(The exercise): Report how many lines in the entries below contain the string "soil", matching case exactly, and give only the number.

(Stored records):
= = = =

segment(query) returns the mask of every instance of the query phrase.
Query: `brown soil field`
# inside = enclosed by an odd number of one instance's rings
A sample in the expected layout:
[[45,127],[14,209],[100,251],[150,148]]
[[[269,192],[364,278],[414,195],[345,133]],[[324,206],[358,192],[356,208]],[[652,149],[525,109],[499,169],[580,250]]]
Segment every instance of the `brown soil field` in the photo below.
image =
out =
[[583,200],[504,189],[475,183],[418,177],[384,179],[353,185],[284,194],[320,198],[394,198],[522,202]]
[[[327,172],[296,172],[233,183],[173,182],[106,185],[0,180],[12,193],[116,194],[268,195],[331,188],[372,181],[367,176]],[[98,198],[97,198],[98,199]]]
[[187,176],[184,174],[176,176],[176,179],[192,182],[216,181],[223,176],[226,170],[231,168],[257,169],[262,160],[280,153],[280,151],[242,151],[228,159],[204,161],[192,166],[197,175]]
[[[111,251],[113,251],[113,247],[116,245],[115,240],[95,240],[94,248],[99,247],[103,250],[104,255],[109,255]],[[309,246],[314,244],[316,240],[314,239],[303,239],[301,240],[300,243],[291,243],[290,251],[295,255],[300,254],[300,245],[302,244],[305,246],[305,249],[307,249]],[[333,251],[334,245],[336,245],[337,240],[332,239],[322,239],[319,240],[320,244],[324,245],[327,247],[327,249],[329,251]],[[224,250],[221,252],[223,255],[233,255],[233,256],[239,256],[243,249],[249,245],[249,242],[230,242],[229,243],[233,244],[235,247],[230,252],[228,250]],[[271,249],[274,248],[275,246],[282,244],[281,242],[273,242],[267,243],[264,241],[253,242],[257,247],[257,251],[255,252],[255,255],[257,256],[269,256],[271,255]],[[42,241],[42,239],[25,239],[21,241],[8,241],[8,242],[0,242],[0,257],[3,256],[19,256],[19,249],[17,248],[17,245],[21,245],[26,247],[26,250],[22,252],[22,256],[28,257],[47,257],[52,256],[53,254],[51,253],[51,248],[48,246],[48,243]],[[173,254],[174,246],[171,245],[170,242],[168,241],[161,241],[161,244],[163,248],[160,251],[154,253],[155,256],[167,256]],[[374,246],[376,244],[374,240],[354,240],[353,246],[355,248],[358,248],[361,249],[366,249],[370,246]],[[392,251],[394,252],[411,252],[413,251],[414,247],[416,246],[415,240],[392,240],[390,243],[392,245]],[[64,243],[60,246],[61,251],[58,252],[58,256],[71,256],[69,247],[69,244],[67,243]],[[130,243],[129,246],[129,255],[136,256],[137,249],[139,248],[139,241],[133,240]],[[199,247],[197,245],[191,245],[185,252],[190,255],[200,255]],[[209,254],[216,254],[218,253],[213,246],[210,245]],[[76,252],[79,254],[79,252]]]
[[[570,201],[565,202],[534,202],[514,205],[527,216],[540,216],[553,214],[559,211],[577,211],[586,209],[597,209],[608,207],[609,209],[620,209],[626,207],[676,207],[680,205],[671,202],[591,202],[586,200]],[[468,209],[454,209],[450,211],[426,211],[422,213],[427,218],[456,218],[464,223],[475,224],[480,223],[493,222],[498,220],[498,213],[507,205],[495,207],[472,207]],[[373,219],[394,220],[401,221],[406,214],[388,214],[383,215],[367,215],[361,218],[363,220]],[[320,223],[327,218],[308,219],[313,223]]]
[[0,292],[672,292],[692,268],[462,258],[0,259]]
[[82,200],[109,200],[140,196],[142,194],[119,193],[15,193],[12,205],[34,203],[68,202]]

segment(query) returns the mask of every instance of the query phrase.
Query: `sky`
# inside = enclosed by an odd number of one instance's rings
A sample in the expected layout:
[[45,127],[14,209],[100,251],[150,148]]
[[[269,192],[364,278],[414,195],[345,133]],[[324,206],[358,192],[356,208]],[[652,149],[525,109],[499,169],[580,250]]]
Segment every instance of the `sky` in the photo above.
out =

= = = =

(Task answer): 2